[[ Input data open ]]

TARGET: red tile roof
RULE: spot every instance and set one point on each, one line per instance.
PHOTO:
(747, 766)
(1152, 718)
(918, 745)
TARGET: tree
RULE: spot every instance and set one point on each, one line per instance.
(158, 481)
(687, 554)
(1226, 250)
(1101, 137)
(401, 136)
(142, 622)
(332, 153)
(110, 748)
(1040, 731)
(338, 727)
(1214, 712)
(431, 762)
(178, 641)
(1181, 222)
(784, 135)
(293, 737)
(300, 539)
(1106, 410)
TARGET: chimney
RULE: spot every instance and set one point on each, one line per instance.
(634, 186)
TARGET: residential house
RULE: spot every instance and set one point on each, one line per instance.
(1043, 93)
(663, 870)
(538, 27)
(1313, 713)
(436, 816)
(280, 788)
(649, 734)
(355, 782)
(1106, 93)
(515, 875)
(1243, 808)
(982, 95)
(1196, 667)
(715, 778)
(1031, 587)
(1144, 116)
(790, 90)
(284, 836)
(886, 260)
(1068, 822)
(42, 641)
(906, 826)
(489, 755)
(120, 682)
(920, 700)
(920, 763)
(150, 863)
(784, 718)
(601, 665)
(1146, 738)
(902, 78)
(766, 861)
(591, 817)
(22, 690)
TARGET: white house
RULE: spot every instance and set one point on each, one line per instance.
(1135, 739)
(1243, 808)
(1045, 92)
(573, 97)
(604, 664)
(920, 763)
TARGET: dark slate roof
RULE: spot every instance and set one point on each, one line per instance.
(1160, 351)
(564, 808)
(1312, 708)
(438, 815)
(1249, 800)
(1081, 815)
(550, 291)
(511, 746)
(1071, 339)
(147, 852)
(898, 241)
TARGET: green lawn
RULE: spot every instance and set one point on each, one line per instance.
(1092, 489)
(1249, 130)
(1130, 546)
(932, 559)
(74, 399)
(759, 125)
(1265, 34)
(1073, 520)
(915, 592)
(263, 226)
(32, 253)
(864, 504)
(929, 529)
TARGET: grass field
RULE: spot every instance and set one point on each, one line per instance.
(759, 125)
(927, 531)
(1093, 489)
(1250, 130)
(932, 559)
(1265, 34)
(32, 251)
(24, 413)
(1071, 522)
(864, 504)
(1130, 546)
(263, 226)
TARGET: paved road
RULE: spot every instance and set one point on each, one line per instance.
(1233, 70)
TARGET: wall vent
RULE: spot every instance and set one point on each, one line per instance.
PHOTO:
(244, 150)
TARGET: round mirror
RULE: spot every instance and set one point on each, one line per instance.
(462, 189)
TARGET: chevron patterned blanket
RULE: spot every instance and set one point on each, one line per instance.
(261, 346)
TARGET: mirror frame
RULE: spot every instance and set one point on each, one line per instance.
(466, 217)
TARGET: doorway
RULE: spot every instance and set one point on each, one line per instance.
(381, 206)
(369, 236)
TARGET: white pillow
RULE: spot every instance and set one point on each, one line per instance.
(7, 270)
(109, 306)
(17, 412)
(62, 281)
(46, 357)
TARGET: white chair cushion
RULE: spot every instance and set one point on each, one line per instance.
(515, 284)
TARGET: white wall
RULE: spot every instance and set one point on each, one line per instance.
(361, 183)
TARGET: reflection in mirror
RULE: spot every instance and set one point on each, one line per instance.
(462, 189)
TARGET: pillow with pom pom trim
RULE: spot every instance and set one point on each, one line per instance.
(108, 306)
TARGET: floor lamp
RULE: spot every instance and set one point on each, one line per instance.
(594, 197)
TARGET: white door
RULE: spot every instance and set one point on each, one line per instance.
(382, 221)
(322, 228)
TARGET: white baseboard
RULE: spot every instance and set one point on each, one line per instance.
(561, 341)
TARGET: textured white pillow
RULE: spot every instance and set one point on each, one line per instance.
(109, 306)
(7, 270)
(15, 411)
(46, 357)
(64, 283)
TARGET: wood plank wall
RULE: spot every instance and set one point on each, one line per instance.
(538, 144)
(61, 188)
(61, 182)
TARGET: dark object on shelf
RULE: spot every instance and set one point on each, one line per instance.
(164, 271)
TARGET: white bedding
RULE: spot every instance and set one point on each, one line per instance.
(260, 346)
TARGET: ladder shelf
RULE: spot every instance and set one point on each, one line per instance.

[[ Input data closed ]]

• [Required action]:
Copy the lines from the start of the data verbatim, stopping after the line containing "TARGET: chevron patterned blanket".

• [Task answer]:
TARGET: red tile roof
RULE: spot every instance and set one point on each, one line per instance.
PHOTO:
(747, 766)
(1152, 718)
(918, 745)
TARGET: tree
RULE: spot every instance and set one point on each, one line per instance.
(158, 481)
(687, 554)
(1226, 250)
(1101, 137)
(401, 136)
(142, 622)
(332, 153)
(110, 748)
(1040, 731)
(338, 727)
(1214, 712)
(431, 762)
(178, 641)
(1181, 222)
(784, 135)
(293, 737)
(300, 539)
(1106, 410)
TARGET: chimney
RULE: spot every instance and set one point on each, one line per instance.
(634, 186)
TARGET: residential house
RULE: spot every instance and set one point on each, one line per instance.
(1043, 93)
(663, 870)
(538, 27)
(1313, 713)
(436, 816)
(280, 788)
(649, 734)
(355, 782)
(1106, 93)
(515, 875)
(1243, 808)
(982, 95)
(1196, 667)
(715, 778)
(1031, 587)
(1144, 116)
(790, 90)
(284, 836)
(886, 260)
(1068, 822)
(42, 641)
(906, 826)
(489, 755)
(120, 682)
(920, 700)
(920, 763)
(150, 863)
(784, 718)
(601, 665)
(1146, 738)
(902, 78)
(766, 861)
(591, 817)
(22, 690)
TARGET: white house
RULE: spot every instance and set one point on each, one line per instance.
(1135, 739)
(1243, 808)
(1045, 92)
(573, 97)
(604, 664)
(920, 763)
TARGET: dark slate roof
RULE: spot every instance and set one point on each, one line per instance.
(1160, 351)
(564, 808)
(1312, 708)
(438, 815)
(1249, 800)
(1081, 815)
(550, 291)
(511, 746)
(1071, 339)
(147, 852)
(898, 241)
TARGET: green lawn
RULE: spot every instance and set one point on each, one line per instance.
(1092, 489)
(1249, 130)
(1130, 546)
(932, 559)
(74, 399)
(759, 125)
(1265, 34)
(1073, 520)
(915, 592)
(263, 226)
(32, 253)
(864, 504)
(929, 529)
TARGET: grass field
RULE: spot every instance and set one point on each, one line per instance.
(759, 125)
(927, 531)
(1093, 489)
(1250, 130)
(932, 559)
(1265, 34)
(32, 251)
(24, 413)
(1071, 522)
(864, 504)
(1130, 546)
(263, 226)
TARGET: paved road
RULE: spot every instance and set one point on each, one line per instance.
(1233, 70)
TARGET: wall vent
RULE: spot every instance and set one point on each, one line per instance.
PHOTO:
(244, 150)
TARGET: round mirror
RULE: spot every instance and set one point on each, one line per instance.
(462, 189)
TARGET: chevron patterned blanket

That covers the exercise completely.